Provided information:
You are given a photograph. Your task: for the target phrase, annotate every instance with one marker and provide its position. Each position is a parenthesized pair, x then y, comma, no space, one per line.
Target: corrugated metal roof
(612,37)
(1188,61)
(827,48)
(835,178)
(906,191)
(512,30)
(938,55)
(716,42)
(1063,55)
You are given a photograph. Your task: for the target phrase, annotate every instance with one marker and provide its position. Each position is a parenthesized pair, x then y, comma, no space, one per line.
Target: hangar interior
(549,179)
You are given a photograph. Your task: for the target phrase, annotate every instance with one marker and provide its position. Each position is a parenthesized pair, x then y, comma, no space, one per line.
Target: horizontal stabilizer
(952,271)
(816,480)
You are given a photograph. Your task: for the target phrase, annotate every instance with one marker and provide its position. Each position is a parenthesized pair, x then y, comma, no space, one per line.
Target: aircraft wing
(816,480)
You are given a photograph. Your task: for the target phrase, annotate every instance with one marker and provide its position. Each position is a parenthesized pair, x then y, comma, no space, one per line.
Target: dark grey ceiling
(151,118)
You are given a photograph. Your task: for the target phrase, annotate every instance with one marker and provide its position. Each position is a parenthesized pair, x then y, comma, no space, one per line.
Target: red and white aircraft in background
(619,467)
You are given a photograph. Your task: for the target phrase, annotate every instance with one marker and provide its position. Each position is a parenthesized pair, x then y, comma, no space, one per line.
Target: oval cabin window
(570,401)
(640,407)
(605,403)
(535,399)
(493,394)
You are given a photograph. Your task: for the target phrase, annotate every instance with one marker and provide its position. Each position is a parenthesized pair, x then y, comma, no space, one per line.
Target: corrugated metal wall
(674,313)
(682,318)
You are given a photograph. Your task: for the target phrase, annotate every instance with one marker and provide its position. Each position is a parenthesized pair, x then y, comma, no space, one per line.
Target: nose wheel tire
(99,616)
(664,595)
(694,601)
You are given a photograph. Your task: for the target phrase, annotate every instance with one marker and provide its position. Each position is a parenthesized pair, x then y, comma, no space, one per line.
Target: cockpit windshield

Prompt: Every entry that appears above should be duplicated exactly.

Exercise output:
You are given a photograph. Your task: for the target phrase, annotate every instance with one marker and provide its position. Each position is a parenthesized pair, x then y, comma, no space, one per line.
Target: corrugated metal roof
(612,37)
(1188,61)
(827,48)
(835,178)
(906,191)
(512,30)
(938,55)
(716,42)
(1063,55)
You are given a photograph. Your task: for the target phrase, annotate every instance with one marker and provide its position. Each position is a parenthesized pair, x then y, comma, no space, one per line.
Target: hangar interior
(549,179)
You are given a photograph. Your task: for the target phrase, annotate every instance with one marker and provide its position. Each position is a parenthesized pair, x then y, comma, no space, one per line.
Target: horizontal stabilizer
(952,271)
(816,480)
You are given a photograph. Your task: for the target phrase, annotate every instance with one marker and provide its position. Each position is a parenthesized pair, x then y, comma, no space, one per line.
Target: aircraft wing
(816,480)
You are given a photograph. Your task: for the target phrase, annotate every instance with one marker and provide its position. Each position is a parenthesized pair, x then y, comma, no space, one per line.
Target: dark grey ceiling
(151,118)
You are given a photograph. Your task: for the target phrase, annotate every instance with one marker and provide its position. Each position is a parenthesized pair, x then y, comma, no space, one per line.
Target: red and white aircraft in background
(619,467)
You are given a photograph. Your task: for the target phrase, annotate every instance with one marker and provide its position. Each position is a parenthesized pair, x then y, comma, no space, one per line.
Target: oval cabin window
(570,401)
(640,407)
(605,403)
(535,399)
(493,394)
You are given a photograph. Your task: for the target phrase, annotate every instance with one marker and provide its position. Each position is a parenthesized pair, x then y, comma, no space, one per line.
Target: corrugated metal wall
(674,313)
(682,318)
You are given a photograph. Your task: for the target phrase, annotate every instance with one marker and provide its position. Each position is a parenthesized pair, x then y, comma, no space, one per line.
Target: nose wheel tire
(99,616)
(664,595)
(694,601)
You are given a photograph. Your task: for the target phrase, annotate every instance with one marker and provide its position. Each position is a parenthesized pair, x then y, comma, no space, one per line.
Target: cockpit windshield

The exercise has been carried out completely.